### DOCUMENT SEGMENT
::::::::::
In October 2019, the United States Supreme Court heard arguments on a question of law that might shape the trajectory of LGBTQ rights for the years to come. The court grappled with the question of whether the prohibition against sex discrimination in Title VII of the Civil Rights Act 1964 applies to discrimination perpetuated against the LGBTQ community.
The first set of law suits, Bostock v Clayton County GA and Altitude Express Inc. v Zarda, were filed by a county employee and a skydiving instructor respectively, who were fired on account of their sexual orientation. The second, RG & GR Harris Funeral Homes Inc. v Equal Employment Opportunity Commission, was filed by a funeral home director who was fired upon coming out as transgender.
Interestingly, in these law suits, the plaintiff’s submissions have relied extensively on arguments of sex-discrimination to make out a case of sexual orientation-based discrimination. In Bostock and Altitude Express, plaintiffs were removed from employment for being male employees who were dating other men. They contend that had they been women employees dating men, they would not have been fired and hence, they have been subject to sex discrimination. By adopting this approach, a reinterpretation of Title VII’s wording to include sexual orientation becomes unnecessary and the court’s gaze then shifts to whether there is discrimination based on sex.
The issue with this approach is two-fold. First, the determination of discrimination depends on the comparator chosen. The strongest counter to the sex-discrimination argument is that a law, for instance, prohibiting same sex marriages equally restricts the rights of both women and men to marry persons of the same sex. Here the comparison is with a member of the opposite sex who faces the same restriction equally, as opposed to one who faces no restriction in who they wish to marry (heterosexual person).
::::::::::
### DATA BLOCK

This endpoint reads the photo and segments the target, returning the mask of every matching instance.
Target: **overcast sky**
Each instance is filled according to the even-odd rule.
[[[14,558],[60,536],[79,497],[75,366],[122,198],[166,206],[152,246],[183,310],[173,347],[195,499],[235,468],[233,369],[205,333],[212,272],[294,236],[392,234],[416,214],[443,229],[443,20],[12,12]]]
::::::::::
### REQUIRED ACTION
Carry on the piece about the Title VII sex-discrimination cases before the Supreme Court, starting right after its last sentence.

### EXERCISE OUTPUT
Second, the sex-discrimination argument conflates sex and sexual orientation-based discrimination. Admittedly, the approach draws both forms of discrimination back to the shared origin of gender stereotypes – feminists and homosexual men both fracture the gender roles assigned to them. However, it ignores the unique way in which the LGBTQ community faces discrimination that is different from how men or women suffer discrimination based on sex – and that their suffering merits a legal protection of its own.
These questions are likely to arise in India once courts begin entertaining constitutional arguments on marriage, adoption and employment concerning the LGBTQ community. Yet, it may be possible to altogether avoid the dilemmas faced in Bostock and Harris Funeral Homes. In fact, the Indian approach to sexual orientation discrimination has followed a different trajectory.
In NALSA v Union of India, Sikri J. observed that constitution makers sought to protect individuals from discrimination based on sex “so as to prevent the direct or indirect attitude to treat people differently, for the reason of not being in conformity with stereotypical generalisations of binary gender.” Article 15 of the Indian Constitution thus protects one’s “psychological or emotional sense of sexual identity and character”, and the word ‘sex’ is not limited to biological sex of male or female, but is associated with the broader concept of gender identity. Similarly, in Navtej Johar v Union of India, Chandrachud J. in his concurring opinion observed that discrimination grounded in societal stereotypes is prohibited on the grounds of sex under Article 15(1).
The Indian Supreme Court has adopted a somewhat capacious understanding of ‘sex’. Sex-based comparators to establish discrimination would be unnecessary. Instead, petitioners can rely on the underlying bias and stigma to establish how those acts are discriminatory. Moreover, both these decisions emphasised on the nexus between equality and identity, allowing individuals to claim constitutional protection based on their own unique identity. There is no necessity to mask discrimination faced by them under a different ground of discrimination.
Under Title VII on the other hand, there is little choice but to rely on a textualist approach because “sex” has not been similarly understood, as was the case in India until a decade ago. The interpretation of “sex” under Article 15 today is thus more profound, yet one must acknowledge that it does not possess protection similar to Title VII’s horizontal application.